● Data under study
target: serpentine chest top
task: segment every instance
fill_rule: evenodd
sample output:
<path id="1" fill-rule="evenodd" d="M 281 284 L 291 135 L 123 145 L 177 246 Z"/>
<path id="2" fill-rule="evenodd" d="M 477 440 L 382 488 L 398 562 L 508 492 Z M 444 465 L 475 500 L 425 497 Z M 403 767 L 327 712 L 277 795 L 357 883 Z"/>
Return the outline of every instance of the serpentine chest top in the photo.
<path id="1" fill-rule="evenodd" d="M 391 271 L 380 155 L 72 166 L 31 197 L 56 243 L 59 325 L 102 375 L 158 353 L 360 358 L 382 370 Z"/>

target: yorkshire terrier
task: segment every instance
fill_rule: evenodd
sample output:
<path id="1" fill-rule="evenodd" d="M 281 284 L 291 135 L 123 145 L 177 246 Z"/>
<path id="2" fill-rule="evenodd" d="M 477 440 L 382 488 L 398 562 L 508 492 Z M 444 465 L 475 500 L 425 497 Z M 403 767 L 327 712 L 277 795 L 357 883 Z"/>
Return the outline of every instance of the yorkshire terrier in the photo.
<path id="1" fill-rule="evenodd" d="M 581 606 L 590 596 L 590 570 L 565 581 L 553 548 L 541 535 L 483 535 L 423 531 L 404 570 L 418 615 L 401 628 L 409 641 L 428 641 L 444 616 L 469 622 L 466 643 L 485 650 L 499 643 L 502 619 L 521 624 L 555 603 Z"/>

● Assigned task
Word for word, set down each line of the material.

● The answer
target: serpentine chest top
task: segment every instance
fill_rule: evenodd
sample output:
<path id="1" fill-rule="evenodd" d="M 281 284 L 291 135 L 123 145 L 177 246 Z"/>
<path id="2" fill-rule="evenodd" d="M 477 440 L 382 488 L 398 562 L 508 492 Z M 444 465 L 475 500 L 425 497 Z M 403 767 L 327 712 L 277 795 L 357 883 Z"/>
Return the outline of every instance of the serpentine chest top in the photo.
<path id="1" fill-rule="evenodd" d="M 391 271 L 380 155 L 72 166 L 31 197 L 56 243 L 59 325 L 102 375 L 158 353 L 360 358 L 382 370 Z"/>

target: yorkshire terrier
task: segment every instance
fill_rule: evenodd
sample output:
<path id="1" fill-rule="evenodd" d="M 281 284 L 291 135 L 123 145 L 177 246 Z"/>
<path id="2" fill-rule="evenodd" d="M 477 440 L 382 488 L 398 562 L 508 492 Z M 444 465 L 475 500 L 425 497 Z M 403 767 L 327 712 L 277 795 L 357 883 Z"/>
Return the outline of every instance of the yorkshire terrier in the photo.
<path id="1" fill-rule="evenodd" d="M 581 606 L 590 596 L 590 570 L 565 581 L 553 548 L 541 535 L 483 535 L 423 531 L 404 570 L 418 615 L 401 628 L 409 641 L 428 641 L 444 616 L 469 622 L 466 643 L 485 650 L 499 643 L 502 619 L 521 624 L 555 603 Z"/>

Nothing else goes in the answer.